### Excerpt
Rustoleum woes

Hi, all,

There was a nice post a few years back from a man who painted his 35 w rustoleum. I planned to do the same.

repeainting a MF35 on the cheap-ish after rebuild. Rebuilt the Z134 engine, had it hot tanked and magnafluxed at an engine shop, reassembled it, scrubbed it w Dawn dish soap then rinsed dried wiped down with naphtha finally painted w phos-x. Sprsyed rustoleum rusty metal primer on the block using compresseed air spray gun. Project got left aside inside for a year in conditioned space. Primer is peeling off block, worse on manifold side. Engine has not been started or heated up. Has not been out in the weather.

Any suggestions? Im assuming residual oil in the block interfered with adhesion and I have to scrape anything loose and rewash w naphtha, but I thought I would ask the experts. The peeling starts as a star-shaped crack in the paint and the the peaint curls back from there.

thank you in advance.

Bill
 
It doesn't take much of a trace of oil to make paint peal. I think the primer just didn't bond well. You might soak it down with oven cleaner and power wash it. Between the oven cleaner and the washer it should remove any primer which is loose. Towel dry it and allow the water to dry out of it for a couple days before using primer again. Dawn dish soap is water soluble. If any of it was left on the surface naphtha wouldn't remove it.
 
When you remove all of the current primer, use non-chlorinated brake cleaner on the metal to clean it. Rustoleum makes a self etching primer in a spray can that will provide much better adhesion to the metal. When it dries top coat with standard primer. Paint should not be applied directly to self etching primer.
 
Rather than using Dawn in the future you might use Purple Power. It rinses off easier. Just don't buy it at Walmart, theirs are watered down quite a bit. Same container, different product.

### Data provided
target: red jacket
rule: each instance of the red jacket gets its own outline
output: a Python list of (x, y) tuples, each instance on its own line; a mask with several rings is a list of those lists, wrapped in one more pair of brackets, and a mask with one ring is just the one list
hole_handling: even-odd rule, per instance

### Actions to take
A) Reproduce word for word the stretch of the forum thread about peeling primer that starts with the words "Any suggestions? Im" and ends with "you in advance.".
B) In the forum thread about peeling primer, what kind of brake cleaner does the reply suggest for cleaning the metal once the old primer is off?
Use only the forum thread about peeling primer.

### The answers
A)
Any suggestions? Im assuming residual oil in the block interfered with adhesion and I have to scrape anything loose and rewash w naphtha, but I thought I would ask the experts. The peeling starts as a star-shaped crack in the paint and the the peaint curls back from there.

thank you in advance.

B) Non-chlorinated brake cleaner.